[Instructions to follow]:
Reproduce the lines below unchanged, except that every occurrence of "example of the layout" becomes "sample format".

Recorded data
=====
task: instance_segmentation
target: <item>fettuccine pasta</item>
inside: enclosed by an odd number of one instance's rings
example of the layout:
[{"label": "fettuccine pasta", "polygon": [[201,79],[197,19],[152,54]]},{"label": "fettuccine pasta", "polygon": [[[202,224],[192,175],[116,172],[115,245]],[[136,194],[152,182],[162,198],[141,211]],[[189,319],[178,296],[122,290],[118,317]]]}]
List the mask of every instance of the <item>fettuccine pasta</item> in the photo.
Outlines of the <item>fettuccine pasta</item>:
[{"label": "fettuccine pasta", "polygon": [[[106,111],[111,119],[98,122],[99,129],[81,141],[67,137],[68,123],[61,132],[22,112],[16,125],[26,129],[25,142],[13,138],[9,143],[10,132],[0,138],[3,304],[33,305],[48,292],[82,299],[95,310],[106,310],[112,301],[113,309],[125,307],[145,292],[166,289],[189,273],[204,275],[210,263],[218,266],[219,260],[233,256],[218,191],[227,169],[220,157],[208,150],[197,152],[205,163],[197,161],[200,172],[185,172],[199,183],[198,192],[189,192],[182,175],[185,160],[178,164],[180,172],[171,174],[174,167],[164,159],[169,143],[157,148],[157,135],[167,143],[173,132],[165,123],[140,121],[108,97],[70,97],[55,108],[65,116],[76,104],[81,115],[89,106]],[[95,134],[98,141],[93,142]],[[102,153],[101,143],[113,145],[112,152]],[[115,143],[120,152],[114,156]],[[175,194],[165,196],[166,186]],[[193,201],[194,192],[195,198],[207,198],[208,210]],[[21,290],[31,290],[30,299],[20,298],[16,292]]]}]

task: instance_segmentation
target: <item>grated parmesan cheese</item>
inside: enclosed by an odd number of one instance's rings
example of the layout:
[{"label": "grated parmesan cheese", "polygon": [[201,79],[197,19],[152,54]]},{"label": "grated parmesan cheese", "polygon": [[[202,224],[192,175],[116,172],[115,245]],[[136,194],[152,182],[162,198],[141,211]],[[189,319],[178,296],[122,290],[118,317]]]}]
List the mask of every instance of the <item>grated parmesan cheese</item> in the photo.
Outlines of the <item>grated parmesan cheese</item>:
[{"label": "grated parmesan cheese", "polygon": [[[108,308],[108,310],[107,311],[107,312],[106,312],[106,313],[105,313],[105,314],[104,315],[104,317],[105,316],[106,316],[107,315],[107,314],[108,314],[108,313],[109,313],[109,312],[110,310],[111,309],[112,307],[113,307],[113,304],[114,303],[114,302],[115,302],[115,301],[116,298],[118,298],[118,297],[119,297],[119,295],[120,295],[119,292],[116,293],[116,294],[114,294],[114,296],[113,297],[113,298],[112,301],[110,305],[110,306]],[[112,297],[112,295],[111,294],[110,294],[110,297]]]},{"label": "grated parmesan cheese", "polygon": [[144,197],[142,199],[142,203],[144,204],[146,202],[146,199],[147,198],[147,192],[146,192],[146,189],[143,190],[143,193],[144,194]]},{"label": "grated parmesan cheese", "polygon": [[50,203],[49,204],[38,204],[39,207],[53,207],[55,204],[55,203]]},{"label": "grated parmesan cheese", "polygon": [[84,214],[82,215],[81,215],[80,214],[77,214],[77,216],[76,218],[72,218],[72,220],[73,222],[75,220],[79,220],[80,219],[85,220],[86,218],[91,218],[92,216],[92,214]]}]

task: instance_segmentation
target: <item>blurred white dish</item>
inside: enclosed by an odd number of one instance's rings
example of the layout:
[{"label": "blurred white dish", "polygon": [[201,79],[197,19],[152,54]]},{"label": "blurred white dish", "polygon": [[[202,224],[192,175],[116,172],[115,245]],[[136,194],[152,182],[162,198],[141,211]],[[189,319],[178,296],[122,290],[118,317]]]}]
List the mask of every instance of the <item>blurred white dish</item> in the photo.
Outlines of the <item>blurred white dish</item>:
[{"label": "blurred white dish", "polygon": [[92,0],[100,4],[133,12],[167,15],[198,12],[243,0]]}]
=====
[Answer to the exercise]:
task: instance_segmentation
target: <item>fettuccine pasta</item>
inside: enclosed by an odd number of one instance's rings
sample format:
[{"label": "fettuccine pasta", "polygon": [[201,79],[197,19],[152,54]]},{"label": "fettuccine pasta", "polygon": [[[202,224],[192,175],[116,172],[115,245]],[[136,194],[152,182],[162,198],[141,211]],[[189,319],[178,296],[122,290],[118,317]]]}]
List the mask of every instance of the <item>fettuccine pasta</item> in the photo.
Outlines of the <item>fettuccine pasta</item>:
[{"label": "fettuccine pasta", "polygon": [[[106,111],[111,119],[98,122],[99,129],[81,141],[67,137],[68,123],[61,132],[22,112],[16,125],[26,129],[25,142],[13,138],[9,143],[10,132],[0,138],[3,304],[33,305],[48,292],[82,299],[95,310],[106,310],[112,301],[113,309],[125,307],[145,292],[166,289],[189,273],[204,275],[210,263],[218,266],[219,260],[233,256],[218,191],[227,169],[220,157],[208,150],[197,152],[205,163],[197,161],[200,172],[185,172],[199,183],[198,192],[189,192],[182,175],[185,160],[178,164],[180,172],[171,174],[174,167],[164,159],[169,143],[157,148],[157,135],[167,143],[173,132],[165,123],[140,121],[108,97],[70,97],[55,108],[65,116],[76,104],[81,115],[89,106]],[[95,134],[98,141],[93,142]],[[102,153],[101,143],[113,145],[112,152]],[[115,143],[120,152],[114,156]],[[175,194],[165,196],[166,186]],[[193,201],[194,192],[195,198],[207,198],[208,210]],[[21,290],[31,290],[30,299],[20,298],[16,292]]]}]

task: instance_segmentation
target: <item>grated parmesan cheese</item>
inside: enclosed by an odd number of one instance's rings
sample format:
[{"label": "grated parmesan cheese", "polygon": [[201,79],[197,19],[152,54]]},{"label": "grated parmesan cheese", "polygon": [[[202,224],[192,175],[116,172],[115,245]],[[136,194],[152,182],[162,198],[141,211]],[[189,319],[178,296],[122,290],[118,317]]]}]
List the mask of every instance of the <item>grated parmesan cheese</item> in the photo.
Outlines of the <item>grated parmesan cheese</item>:
[{"label": "grated parmesan cheese", "polygon": [[[108,308],[108,310],[107,311],[107,312],[106,312],[106,313],[105,313],[105,314],[104,315],[104,317],[105,316],[106,316],[107,315],[107,314],[108,314],[108,313],[109,313],[109,312],[110,310],[111,309],[112,307],[113,307],[113,304],[114,303],[114,302],[115,302],[115,301],[116,298],[118,298],[118,297],[119,297],[119,295],[120,295],[119,292],[116,293],[116,294],[114,294],[114,296],[113,297],[113,298],[112,301],[110,305],[110,306]],[[112,297],[112,295],[111,294],[110,294],[110,297]]]},{"label": "grated parmesan cheese", "polygon": [[144,197],[142,199],[142,203],[144,204],[146,202],[146,199],[147,198],[147,192],[146,192],[146,189],[143,190],[143,193],[144,194]]},{"label": "grated parmesan cheese", "polygon": [[50,203],[49,204],[38,204],[39,207],[53,207],[55,204],[55,203]]},{"label": "grated parmesan cheese", "polygon": [[84,214],[82,215],[81,215],[80,214],[77,214],[77,216],[76,218],[72,218],[72,220],[73,222],[75,220],[79,220],[80,219],[85,220],[86,218],[91,218],[92,216],[92,214]]}]

task: instance_segmentation
target: <item>blurred white dish</item>
inside: enclosed by an odd number of one instance's rings
sample format:
[{"label": "blurred white dish", "polygon": [[201,79],[197,19],[152,54]]},{"label": "blurred white dish", "polygon": [[[202,224],[192,175],[116,172],[115,245]],[[136,194],[152,182],[162,198],[141,211]],[[189,319],[178,296],[122,290],[118,317]]]}]
List the mask of every instance of the <item>blurred white dish</item> in the photo.
Outlines of the <item>blurred white dish</item>:
[{"label": "blurred white dish", "polygon": [[92,0],[100,4],[133,12],[167,15],[198,12],[243,0]]}]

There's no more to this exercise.